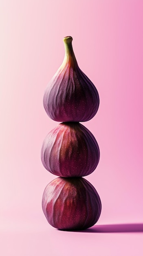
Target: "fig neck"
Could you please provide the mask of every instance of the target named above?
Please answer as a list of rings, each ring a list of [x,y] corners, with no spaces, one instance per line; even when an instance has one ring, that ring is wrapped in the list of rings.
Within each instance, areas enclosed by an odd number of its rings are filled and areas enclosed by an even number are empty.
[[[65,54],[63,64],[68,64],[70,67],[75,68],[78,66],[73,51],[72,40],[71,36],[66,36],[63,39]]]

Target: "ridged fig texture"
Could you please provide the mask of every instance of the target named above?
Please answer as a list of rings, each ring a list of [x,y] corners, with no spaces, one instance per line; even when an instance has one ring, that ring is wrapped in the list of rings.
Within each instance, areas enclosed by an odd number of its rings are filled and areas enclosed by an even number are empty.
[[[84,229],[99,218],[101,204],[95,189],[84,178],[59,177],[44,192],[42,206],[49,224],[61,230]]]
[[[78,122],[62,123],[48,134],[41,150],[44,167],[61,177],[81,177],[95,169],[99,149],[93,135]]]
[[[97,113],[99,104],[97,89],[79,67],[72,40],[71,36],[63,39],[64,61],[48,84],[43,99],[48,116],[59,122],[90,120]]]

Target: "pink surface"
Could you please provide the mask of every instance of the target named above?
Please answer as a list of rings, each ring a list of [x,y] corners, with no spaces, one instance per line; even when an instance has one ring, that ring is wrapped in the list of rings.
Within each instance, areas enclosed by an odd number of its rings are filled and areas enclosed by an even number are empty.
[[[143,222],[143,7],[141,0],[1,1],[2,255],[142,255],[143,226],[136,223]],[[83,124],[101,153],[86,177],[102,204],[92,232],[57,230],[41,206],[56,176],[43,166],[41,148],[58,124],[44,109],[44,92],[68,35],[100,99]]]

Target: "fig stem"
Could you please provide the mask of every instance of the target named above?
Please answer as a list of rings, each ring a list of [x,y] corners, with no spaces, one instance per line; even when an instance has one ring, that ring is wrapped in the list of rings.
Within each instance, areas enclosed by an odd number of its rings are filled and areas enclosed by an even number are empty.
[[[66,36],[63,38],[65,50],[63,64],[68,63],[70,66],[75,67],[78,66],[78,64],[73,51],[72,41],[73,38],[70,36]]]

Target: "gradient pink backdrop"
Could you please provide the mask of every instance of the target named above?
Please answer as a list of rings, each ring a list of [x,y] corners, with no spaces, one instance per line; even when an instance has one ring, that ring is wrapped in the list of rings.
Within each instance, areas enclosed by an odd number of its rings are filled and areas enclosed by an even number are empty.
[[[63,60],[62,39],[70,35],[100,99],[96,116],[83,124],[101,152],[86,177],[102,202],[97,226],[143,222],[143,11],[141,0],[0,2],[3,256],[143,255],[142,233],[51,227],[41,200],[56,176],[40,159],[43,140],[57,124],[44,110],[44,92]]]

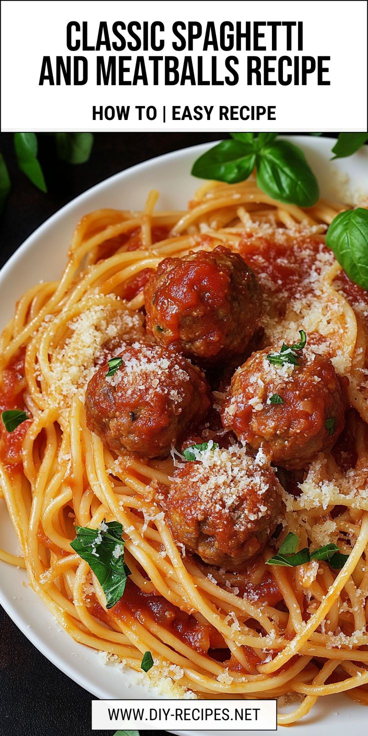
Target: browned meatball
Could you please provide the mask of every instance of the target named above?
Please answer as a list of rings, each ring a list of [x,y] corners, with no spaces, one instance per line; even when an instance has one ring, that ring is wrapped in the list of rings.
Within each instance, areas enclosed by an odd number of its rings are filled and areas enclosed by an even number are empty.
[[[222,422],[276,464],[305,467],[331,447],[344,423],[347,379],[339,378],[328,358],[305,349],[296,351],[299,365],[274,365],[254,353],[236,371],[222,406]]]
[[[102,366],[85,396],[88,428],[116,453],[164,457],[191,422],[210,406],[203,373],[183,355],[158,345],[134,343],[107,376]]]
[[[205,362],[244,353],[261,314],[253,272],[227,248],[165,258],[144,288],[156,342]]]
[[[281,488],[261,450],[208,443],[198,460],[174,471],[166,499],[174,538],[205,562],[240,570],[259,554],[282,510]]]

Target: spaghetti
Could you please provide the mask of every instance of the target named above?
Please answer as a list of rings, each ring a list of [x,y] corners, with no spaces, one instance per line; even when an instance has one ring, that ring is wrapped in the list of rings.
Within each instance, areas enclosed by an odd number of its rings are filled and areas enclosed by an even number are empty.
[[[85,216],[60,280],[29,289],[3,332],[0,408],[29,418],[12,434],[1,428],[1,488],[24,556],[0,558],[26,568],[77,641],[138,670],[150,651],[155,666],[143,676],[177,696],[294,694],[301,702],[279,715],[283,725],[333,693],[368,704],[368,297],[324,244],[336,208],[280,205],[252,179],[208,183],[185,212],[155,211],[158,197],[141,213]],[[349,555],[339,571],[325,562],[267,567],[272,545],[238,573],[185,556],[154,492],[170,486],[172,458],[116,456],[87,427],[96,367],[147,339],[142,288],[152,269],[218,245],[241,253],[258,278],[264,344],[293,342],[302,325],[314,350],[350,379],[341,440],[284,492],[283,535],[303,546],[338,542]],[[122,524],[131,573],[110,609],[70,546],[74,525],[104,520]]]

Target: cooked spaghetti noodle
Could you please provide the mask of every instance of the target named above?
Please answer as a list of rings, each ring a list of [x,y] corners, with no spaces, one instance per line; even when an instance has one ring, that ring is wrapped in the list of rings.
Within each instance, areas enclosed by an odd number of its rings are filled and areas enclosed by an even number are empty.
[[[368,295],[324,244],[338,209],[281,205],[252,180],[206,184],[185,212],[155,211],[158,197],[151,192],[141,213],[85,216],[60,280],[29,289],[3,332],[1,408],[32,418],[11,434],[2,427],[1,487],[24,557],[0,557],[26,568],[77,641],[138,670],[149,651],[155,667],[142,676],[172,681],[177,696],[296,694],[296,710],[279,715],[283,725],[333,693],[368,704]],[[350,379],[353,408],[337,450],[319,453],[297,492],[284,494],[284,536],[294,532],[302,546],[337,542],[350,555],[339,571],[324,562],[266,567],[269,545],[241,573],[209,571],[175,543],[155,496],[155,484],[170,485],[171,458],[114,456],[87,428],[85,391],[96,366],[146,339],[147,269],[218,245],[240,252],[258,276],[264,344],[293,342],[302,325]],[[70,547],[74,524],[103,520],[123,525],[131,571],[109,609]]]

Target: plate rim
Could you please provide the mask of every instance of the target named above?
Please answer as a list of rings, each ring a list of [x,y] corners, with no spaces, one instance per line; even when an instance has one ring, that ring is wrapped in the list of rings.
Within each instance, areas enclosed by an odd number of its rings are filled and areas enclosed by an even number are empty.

* STATED GOAL
Rewrite all of the records above, substituting "outline" for every "mask" and keeping everything else the same. Leave out the pictures.

* THE SOLUTION
Target: "fig neck"
Could you please provide the outline of every instance of the target named above?
Please answer as a list of rings, each ring a list of [x,y] corners, with no spaces, one instance per line; even when an instance has one ring, that ring is wrapped in the list of rings.
Within each instance, areas enclosed by an odd number of its rings are filled and areas enclosed by an even number are empty.
[[[65,54],[63,64],[68,64],[70,67],[75,68],[78,66],[73,51],[72,40],[71,36],[66,36],[63,39]]]

Target: "ridged fig texture"
Could you please provide the outline of every instance of the target named above?
Please answer as a list of rings, each ring a list of [x,y] corners, with no spaces, one instance per line; even when an instance has one ring, that ring is wrapped in the list of rings.
Within each instance, areas enclosed by an odd number of its rings are filled and areas enclosed by an even number are empty.
[[[84,229],[99,218],[101,204],[95,189],[84,178],[59,177],[44,192],[42,206],[49,224],[61,230]]]
[[[78,122],[62,123],[48,134],[41,150],[44,167],[61,177],[81,177],[95,169],[99,149],[93,135]]]
[[[97,113],[99,104],[97,89],[79,67],[72,40],[71,36],[63,39],[64,61],[48,84],[43,99],[48,116],[59,122],[90,120]]]

Target: "pink surface"
Could you please provide the outline of every instance of the target named above?
Please answer as a list of rings, each ring a list of [x,y] corners, with no spaces, one instance per line; even when an instance has one ring, that ring is wrapped in the list of rings.
Within each instance, areas enclosed by an odd number of its rings are filled and areas enclosed by an even number are empty.
[[[143,222],[143,7],[141,0],[1,1],[2,255],[142,255],[143,226],[136,223]],[[83,124],[101,153],[86,177],[102,204],[92,232],[57,230],[41,206],[56,176],[43,166],[41,148],[58,124],[44,109],[44,92],[68,35],[100,99]]]

Target: "fig stem"
Could you please provide the outline of every instance of the target named above?
Please answer as a list of rings, each ring a list of [x,y] corners, with no spaces, one instance per line; even when an instance has one ring, that ring is wrapped in the list of rings.
Within each instance, areas enclosed by an odd number of its rings are filled and areas enclosed by an even number are empty.
[[[66,36],[63,38],[65,50],[63,64],[68,63],[70,66],[75,67],[78,66],[78,64],[73,51],[72,41],[73,38],[70,36]]]

Target: "gradient pink backdrop"
Could you please provide the outline of every instance of the target named above?
Please answer as a list of rings, each ring a list of [x,y] corners, with no spaces, one instance per line; even when an instance has one ring, that ring is wrapped in the list of rings.
Within each instance, areas enclosed by an odd number of its rings are filled and areas enclosed by an even number are empty.
[[[63,60],[62,39],[70,35],[100,99],[96,116],[83,124],[101,152],[86,177],[102,202],[97,226],[143,222],[143,11],[141,0],[0,2],[3,256],[143,255],[142,233],[51,227],[41,200],[56,176],[40,159],[43,140],[57,124],[44,110],[44,92]]]

Target: browned meatball
Could you please provide the outline of every instance of the target named above?
Please answer as a list of rings, each ring a list of [x,y] corners, with no spaces, one instance per line; even when an instance has one ring, that ring is wrapped in the list of rings.
Within each instance, areas enclosed by an odd number of its rings are filled and areas enclosed by an even number are empty.
[[[222,422],[276,464],[305,467],[331,447],[344,423],[347,379],[339,378],[328,358],[305,349],[296,351],[299,365],[274,365],[254,353],[236,371],[222,406]]]
[[[102,366],[85,396],[88,428],[116,453],[164,457],[191,422],[210,406],[203,373],[183,355],[158,345],[134,343],[107,376]]]
[[[205,362],[244,353],[261,314],[253,272],[227,248],[165,258],[144,288],[156,342]]]
[[[281,488],[261,450],[208,443],[198,460],[174,471],[166,499],[174,538],[205,562],[240,570],[259,554],[282,510]]]

Target: spaghetti
Could you please provide the outline of every instance of the target named above?
Please answer as a list of rings, each ring a list of [x,y] corners, with no spaces, one instance per line; even when an instance has one ring, that ring is wrapped in the list of rings.
Within each instance, areas enclosed by an odd number of its rings are filled and areas enclosed by an even number are empty.
[[[85,216],[60,280],[29,289],[3,332],[0,408],[29,418],[12,434],[1,428],[1,488],[24,556],[0,558],[26,568],[77,641],[138,670],[150,651],[155,666],[143,676],[177,696],[294,694],[301,702],[279,715],[283,725],[333,693],[368,704],[368,297],[324,244],[336,208],[280,205],[252,179],[208,183],[185,212],[155,211],[158,197],[141,213]],[[349,555],[339,571],[325,562],[267,567],[272,545],[238,573],[185,556],[154,492],[170,486],[172,458],[116,456],[87,427],[96,367],[147,339],[142,288],[152,269],[218,245],[241,253],[258,278],[264,344],[293,342],[302,325],[314,350],[350,379],[341,440],[284,492],[283,535],[303,546],[338,542]],[[122,524],[131,573],[110,609],[70,546],[74,525],[104,520]]]

Target: cooked spaghetti noodle
Could you please provide the outline of every instance of the target named above?
Please answer as a list of rings, each ring a list of [x,y] corners, with no spaces, one instance per line; even when an instance has one ring, that ring is wrapped in the list of rings.
Within each instance, areas enclosed by an odd number of its rings are filled and areas enclosed by an even number are empty.
[[[368,295],[324,244],[338,209],[281,205],[252,180],[206,184],[185,212],[155,211],[158,197],[151,192],[141,213],[85,216],[60,280],[29,289],[3,332],[1,408],[32,418],[11,434],[2,427],[1,487],[24,557],[0,557],[26,568],[77,641],[138,670],[149,651],[155,667],[142,676],[172,681],[177,696],[296,694],[296,710],[279,715],[283,725],[333,693],[368,704]],[[350,379],[353,408],[337,450],[319,453],[297,492],[284,494],[284,536],[294,532],[302,546],[337,542],[350,555],[339,571],[324,562],[266,567],[269,545],[241,573],[209,571],[175,543],[155,496],[155,484],[170,485],[171,458],[114,456],[87,428],[85,391],[96,366],[146,339],[147,269],[218,245],[240,252],[258,276],[264,344],[293,342],[302,325]],[[70,547],[74,524],[103,520],[123,525],[131,571],[109,609]]]

Target: plate rim
Could you please provide the outline of every instance of the target named above?
Please answer as a list of rings, each ring a list of [x,y] corners, with no spaces, one instance per line; even when an instance has one ring, that ring is wrapped in the list of rings.
Within each instance, areas enclosed by an odd number of its rings are filled and areas enclosed by an even number are empty.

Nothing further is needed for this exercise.